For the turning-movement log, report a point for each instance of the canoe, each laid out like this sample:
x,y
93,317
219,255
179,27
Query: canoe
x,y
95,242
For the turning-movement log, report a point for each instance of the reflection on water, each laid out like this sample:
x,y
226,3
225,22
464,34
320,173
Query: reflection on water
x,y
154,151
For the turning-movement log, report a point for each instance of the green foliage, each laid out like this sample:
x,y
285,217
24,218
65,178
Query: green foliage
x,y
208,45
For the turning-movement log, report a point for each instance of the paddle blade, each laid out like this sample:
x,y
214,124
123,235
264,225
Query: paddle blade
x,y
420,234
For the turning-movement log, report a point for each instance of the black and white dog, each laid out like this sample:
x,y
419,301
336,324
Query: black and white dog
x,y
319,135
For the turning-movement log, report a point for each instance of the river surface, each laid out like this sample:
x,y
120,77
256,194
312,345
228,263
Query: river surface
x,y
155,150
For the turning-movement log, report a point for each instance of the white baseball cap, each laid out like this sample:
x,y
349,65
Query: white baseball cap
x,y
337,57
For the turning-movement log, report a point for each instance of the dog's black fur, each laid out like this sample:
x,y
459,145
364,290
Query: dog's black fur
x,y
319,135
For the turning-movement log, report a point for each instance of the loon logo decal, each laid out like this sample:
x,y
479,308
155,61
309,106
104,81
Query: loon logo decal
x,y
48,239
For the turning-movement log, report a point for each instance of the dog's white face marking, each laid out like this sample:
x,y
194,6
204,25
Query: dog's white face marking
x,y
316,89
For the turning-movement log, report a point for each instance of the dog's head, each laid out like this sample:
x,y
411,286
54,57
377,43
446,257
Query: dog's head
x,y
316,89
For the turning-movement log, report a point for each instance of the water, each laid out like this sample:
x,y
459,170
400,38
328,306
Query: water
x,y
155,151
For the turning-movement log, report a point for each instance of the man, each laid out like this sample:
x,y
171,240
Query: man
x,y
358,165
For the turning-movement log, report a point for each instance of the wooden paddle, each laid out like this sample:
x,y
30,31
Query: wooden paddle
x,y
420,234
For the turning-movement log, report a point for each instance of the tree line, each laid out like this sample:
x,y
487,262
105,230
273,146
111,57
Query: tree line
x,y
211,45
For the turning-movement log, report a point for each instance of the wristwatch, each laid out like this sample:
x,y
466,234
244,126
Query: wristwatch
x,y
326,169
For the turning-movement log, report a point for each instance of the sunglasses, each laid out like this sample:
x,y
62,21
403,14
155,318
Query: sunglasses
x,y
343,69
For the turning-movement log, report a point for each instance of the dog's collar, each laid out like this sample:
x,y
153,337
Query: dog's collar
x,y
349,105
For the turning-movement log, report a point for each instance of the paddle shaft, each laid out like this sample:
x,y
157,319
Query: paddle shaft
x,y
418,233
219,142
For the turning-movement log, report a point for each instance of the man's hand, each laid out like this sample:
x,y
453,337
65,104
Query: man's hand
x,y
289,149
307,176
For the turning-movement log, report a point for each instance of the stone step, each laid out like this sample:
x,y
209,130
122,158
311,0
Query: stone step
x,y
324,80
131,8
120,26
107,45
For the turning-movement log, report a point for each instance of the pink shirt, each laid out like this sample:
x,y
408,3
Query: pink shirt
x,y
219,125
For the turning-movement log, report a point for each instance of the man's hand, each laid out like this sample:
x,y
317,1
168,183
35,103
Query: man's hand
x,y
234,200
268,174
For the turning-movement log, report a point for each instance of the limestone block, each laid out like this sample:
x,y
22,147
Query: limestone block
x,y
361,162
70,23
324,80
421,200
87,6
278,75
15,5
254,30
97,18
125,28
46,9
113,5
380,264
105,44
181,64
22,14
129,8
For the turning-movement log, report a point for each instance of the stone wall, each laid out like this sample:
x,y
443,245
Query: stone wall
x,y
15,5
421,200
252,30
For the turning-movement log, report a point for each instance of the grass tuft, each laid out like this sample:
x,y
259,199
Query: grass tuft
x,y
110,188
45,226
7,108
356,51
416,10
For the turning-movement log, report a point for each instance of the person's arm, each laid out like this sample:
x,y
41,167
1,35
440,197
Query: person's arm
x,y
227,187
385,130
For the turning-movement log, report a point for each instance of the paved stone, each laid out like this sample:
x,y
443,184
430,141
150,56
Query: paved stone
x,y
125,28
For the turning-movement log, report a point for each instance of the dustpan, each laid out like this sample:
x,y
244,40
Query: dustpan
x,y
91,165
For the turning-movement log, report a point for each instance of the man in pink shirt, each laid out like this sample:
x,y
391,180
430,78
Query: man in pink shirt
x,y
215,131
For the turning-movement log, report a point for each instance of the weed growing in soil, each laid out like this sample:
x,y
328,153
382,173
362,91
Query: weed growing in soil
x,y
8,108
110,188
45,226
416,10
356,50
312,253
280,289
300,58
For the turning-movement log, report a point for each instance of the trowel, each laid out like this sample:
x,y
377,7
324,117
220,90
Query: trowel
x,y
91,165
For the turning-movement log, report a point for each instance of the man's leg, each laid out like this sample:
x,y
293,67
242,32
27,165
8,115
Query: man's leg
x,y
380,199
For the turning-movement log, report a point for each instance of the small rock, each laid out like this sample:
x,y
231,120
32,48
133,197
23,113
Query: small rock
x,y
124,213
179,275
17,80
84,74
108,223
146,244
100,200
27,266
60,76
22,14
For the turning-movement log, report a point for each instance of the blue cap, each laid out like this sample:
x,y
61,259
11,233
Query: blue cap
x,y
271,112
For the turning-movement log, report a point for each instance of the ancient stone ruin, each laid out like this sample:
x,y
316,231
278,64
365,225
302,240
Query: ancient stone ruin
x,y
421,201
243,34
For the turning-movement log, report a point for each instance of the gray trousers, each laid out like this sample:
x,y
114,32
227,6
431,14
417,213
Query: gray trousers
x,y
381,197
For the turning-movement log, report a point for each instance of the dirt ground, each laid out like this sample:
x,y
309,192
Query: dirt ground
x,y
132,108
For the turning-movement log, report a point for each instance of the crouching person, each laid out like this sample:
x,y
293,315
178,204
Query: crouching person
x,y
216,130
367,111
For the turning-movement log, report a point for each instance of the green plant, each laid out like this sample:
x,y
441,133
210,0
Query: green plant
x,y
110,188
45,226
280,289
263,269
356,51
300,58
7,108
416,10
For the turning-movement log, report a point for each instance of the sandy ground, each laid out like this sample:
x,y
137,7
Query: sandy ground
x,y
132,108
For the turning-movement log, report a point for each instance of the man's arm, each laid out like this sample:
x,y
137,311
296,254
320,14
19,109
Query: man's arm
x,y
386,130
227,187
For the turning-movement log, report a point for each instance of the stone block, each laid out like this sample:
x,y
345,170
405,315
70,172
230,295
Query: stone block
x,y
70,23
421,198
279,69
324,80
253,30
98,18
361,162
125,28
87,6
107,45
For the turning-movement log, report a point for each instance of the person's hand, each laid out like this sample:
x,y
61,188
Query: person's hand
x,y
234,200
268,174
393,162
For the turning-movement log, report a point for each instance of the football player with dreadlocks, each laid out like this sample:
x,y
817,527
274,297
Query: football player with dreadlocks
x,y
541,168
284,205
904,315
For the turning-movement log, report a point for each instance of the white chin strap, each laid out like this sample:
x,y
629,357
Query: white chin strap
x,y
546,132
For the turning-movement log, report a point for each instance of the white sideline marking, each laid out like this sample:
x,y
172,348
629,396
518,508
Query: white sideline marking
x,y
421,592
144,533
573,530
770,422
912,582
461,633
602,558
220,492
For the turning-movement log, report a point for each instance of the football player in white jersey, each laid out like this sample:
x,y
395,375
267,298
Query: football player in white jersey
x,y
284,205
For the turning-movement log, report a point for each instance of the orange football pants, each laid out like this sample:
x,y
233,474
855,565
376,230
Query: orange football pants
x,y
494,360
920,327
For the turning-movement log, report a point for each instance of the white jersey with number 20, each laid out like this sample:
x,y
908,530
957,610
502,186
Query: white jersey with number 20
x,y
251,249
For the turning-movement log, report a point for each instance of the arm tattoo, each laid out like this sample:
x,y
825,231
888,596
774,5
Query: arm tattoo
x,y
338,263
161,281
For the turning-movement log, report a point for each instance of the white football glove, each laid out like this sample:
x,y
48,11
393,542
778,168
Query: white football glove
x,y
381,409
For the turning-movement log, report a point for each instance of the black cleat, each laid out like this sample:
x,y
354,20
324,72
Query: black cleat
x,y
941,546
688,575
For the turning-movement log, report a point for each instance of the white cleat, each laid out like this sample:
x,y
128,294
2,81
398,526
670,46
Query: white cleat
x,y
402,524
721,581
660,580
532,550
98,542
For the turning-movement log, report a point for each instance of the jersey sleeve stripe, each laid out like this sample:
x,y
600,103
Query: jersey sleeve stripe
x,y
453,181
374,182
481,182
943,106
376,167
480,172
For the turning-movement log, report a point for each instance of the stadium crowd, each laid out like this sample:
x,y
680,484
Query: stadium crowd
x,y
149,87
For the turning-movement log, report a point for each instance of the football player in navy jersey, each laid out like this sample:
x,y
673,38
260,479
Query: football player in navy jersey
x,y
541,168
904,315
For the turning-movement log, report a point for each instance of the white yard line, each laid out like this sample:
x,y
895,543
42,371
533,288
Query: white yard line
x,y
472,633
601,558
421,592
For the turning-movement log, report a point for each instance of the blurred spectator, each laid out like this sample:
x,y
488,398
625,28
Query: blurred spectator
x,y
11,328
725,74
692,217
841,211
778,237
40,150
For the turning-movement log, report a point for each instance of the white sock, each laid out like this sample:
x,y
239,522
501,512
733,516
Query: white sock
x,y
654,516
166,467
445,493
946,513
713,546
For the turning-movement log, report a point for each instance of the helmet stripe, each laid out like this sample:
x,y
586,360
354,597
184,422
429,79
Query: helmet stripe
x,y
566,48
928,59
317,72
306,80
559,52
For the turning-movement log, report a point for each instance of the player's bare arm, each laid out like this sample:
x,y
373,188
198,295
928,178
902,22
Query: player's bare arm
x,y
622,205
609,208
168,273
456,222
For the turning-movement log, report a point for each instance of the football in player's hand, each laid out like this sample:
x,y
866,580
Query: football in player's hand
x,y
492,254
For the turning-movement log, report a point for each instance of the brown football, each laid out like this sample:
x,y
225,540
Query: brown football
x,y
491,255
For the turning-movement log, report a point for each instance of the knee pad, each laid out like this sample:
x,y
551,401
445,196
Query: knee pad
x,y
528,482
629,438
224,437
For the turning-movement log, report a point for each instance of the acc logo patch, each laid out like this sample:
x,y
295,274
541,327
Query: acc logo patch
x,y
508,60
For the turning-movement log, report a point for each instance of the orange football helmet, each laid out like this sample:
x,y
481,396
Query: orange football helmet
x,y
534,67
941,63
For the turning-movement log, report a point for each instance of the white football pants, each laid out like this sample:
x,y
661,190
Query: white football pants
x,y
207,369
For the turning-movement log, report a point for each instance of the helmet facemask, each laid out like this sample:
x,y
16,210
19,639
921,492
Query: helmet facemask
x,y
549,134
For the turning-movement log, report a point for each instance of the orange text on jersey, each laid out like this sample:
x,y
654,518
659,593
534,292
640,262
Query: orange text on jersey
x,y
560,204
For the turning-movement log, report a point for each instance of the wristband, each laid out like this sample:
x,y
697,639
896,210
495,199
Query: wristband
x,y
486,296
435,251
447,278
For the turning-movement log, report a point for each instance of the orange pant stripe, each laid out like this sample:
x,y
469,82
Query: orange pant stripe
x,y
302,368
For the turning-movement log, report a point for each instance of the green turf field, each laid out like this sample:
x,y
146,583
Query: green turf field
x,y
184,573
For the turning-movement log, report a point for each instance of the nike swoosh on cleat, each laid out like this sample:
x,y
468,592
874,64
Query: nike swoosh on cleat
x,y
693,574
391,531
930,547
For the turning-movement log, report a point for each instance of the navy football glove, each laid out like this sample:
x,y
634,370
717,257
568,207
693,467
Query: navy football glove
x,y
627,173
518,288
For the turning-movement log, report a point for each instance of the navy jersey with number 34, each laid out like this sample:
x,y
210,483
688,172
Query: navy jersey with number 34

═══

• **PROBLEM**
Only the lines from the one containing "Query: green turf field" to the end of the listing belong in the output, each reproduced exactly.

• **TASK RESPONSE**
Query: green turf field
x,y
184,573
For the turning-movement log, report a point for each instance of the nike swoosh on cleat, each laid out like this sample:
x,y
468,592
874,64
Query: nike swoosh on cleat
x,y
693,574
391,531
930,547
For the turning-movement log, report a point for each instance of the navy football glove, each laid out like this sample:
x,y
634,370
717,257
568,207
693,467
Query: navy football glove
x,y
627,173
518,288
For the turning-movement log, report a point for each instance of the navy jersey with number 34, each laid out like this sample:
x,y
210,483
688,172
Query: navy jersey with number 34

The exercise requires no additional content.